America is a cesspool because of people like her, it ain't better. And now, the cart is before the horse, in everything that takes place.


----------



## jdjones3109 (Oct 28, 2015)

Slippy said:


> She made multiple references to transgender people and women need to be welcome in positions that are traditionally men's jobs. She obviously hated men and white people.


Yes. Talking about transgender people and women during a diversity training class is very unusual. The fact that she went out of her way to go so off topic is, indeed, proof that she hates men and white people. The weird thing is that the facilitator of my last diversity training class also had that same strange agenda. I suppose they both collaborated to promote their evil hidden agenda.


----------



## GTGallop (Nov 11, 2012)

=== Extracted records ===
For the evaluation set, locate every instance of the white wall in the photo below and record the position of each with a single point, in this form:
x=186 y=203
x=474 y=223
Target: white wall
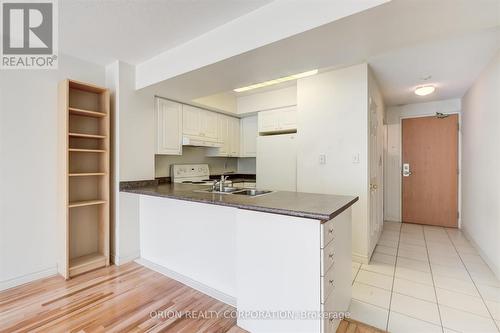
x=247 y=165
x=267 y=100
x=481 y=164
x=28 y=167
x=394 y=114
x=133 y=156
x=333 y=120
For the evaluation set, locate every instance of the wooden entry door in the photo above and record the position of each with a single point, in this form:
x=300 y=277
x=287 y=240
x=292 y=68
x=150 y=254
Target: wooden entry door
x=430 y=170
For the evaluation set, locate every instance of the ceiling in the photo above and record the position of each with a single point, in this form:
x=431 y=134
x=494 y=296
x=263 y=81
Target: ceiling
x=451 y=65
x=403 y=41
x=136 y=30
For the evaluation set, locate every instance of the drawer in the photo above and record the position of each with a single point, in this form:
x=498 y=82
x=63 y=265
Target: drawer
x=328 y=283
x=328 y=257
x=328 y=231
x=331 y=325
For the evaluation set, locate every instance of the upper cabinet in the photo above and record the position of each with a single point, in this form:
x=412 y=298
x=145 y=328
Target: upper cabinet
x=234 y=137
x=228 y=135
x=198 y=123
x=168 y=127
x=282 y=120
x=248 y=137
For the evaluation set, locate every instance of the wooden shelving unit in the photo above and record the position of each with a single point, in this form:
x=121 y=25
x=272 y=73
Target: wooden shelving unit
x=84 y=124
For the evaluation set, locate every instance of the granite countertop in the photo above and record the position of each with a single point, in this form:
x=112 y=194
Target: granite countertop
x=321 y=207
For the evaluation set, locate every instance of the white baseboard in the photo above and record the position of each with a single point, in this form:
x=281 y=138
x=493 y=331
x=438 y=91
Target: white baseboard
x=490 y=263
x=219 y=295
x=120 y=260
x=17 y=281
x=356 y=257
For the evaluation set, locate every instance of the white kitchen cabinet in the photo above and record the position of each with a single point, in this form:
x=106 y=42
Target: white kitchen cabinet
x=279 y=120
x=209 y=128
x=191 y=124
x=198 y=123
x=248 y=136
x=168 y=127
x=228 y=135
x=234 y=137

---

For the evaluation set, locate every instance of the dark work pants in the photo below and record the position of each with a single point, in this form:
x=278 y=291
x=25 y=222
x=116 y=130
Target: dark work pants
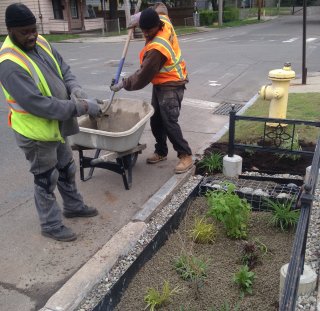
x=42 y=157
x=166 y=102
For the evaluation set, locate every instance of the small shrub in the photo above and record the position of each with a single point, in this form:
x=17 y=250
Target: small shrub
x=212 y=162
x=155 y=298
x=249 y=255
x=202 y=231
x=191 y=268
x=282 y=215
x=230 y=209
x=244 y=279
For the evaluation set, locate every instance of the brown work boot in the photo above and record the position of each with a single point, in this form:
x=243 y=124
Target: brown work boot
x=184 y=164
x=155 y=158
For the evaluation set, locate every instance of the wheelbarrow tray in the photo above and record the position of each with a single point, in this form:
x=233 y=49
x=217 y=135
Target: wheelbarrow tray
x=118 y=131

---

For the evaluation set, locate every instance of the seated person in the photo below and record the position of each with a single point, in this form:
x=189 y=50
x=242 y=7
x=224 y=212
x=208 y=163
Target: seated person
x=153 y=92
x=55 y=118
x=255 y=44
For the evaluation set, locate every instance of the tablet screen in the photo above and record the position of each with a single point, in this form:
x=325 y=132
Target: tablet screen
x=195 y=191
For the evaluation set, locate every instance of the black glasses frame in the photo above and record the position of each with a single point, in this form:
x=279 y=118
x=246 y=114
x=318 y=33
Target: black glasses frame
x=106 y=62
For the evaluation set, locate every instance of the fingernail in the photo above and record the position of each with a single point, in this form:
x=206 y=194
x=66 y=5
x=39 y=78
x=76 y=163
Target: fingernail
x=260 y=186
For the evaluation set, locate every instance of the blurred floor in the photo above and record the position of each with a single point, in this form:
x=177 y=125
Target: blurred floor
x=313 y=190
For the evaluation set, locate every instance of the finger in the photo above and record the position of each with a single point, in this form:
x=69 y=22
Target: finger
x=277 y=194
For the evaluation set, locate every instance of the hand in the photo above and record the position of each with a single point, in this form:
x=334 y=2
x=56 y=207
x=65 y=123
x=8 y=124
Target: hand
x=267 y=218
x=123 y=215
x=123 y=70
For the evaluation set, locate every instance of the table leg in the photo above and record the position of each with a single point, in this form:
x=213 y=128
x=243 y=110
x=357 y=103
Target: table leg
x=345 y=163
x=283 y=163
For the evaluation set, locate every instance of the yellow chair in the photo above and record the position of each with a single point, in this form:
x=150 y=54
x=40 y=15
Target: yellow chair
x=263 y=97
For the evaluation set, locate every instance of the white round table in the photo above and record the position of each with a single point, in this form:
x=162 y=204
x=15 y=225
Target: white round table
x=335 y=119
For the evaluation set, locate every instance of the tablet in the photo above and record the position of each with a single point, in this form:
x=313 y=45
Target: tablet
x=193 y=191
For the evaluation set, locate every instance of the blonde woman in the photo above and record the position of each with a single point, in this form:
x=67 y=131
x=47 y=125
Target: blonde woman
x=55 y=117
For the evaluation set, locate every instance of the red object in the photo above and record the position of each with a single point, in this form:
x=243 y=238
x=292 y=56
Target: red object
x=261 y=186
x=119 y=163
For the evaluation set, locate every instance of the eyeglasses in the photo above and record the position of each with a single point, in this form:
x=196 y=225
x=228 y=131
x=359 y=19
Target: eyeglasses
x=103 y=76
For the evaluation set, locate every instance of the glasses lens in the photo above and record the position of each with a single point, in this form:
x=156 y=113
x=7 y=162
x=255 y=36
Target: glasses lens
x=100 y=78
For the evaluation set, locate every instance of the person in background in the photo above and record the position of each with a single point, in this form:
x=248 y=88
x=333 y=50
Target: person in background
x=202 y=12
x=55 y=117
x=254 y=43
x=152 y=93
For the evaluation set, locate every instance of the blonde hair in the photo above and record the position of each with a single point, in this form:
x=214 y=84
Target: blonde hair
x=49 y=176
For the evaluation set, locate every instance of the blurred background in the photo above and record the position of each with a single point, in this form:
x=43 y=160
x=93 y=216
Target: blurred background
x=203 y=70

=== Goal of the exercise ===
Reproduce the forum thread above word for word, everything from "America is a" down to "hated men and white people.".

=== Result ===
America is a cesspool because of people like her, it ain't better. And now, the cart is before the horse, in everything that takes place.


----------



## jdjones3109 (Oct 28, 2015)

Slippy said:


> She made multiple references to transgender people and women need to be welcome in positions that are traditionally men's jobs. She obviously hated men and white people.